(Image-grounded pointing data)
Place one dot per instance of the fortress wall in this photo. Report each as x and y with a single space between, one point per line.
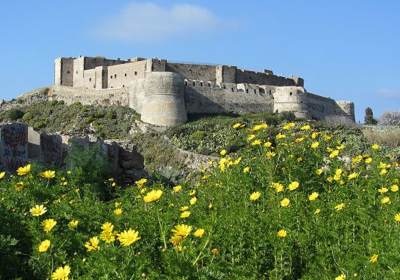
192 71
252 77
227 98
90 96
123 75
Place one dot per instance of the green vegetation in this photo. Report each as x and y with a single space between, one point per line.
292 201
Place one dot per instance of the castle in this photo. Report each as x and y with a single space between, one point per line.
163 92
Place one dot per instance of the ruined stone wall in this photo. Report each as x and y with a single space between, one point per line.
193 71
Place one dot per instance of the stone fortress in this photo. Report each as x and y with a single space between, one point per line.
163 92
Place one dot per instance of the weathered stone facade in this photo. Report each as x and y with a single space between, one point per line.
164 92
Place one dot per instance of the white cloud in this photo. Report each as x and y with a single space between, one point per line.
148 22
387 93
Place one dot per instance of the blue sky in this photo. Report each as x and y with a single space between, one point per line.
346 50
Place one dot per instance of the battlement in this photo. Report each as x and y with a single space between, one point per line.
164 99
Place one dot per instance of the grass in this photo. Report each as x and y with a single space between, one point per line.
283 206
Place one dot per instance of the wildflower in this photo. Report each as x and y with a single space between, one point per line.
128 237
313 196
92 244
341 277
315 145
73 223
38 210
107 227
335 153
293 185
48 174
193 200
182 230
339 207
176 239
374 258
353 175
107 236
282 233
383 190
285 202
199 232
154 195
61 273
280 136
48 224
44 245
236 125
24 170
185 214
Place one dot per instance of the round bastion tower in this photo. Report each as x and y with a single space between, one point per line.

*Task details*:
Only the lines from the one holding "Place one dot per instance of the battlement" through the final line of the entries, both included, should be given again, word for word.

*Expected answer*:
Place one dot per instance of the battlement in this photo. Report each as x and y with a single space between, one point per line.
164 99
Place one dot per instance of the grass in this photo. Report each as x and y with a single space between, one point per line.
283 206
Place one dot per instance of the wildflower in this photo. Report each as x and y with a single space between, one point per line.
128 237
313 196
92 244
341 277
315 145
73 223
38 210
107 227
335 153
293 185
48 174
193 200
182 230
339 207
176 239
374 258
353 175
107 236
282 233
383 190
285 202
199 232
154 195
61 273
280 136
48 224
44 245
236 125
24 170
185 214
Place one dot per instance of the round bastion tower in this photo. Report each as x and y with a single space between, one point per line.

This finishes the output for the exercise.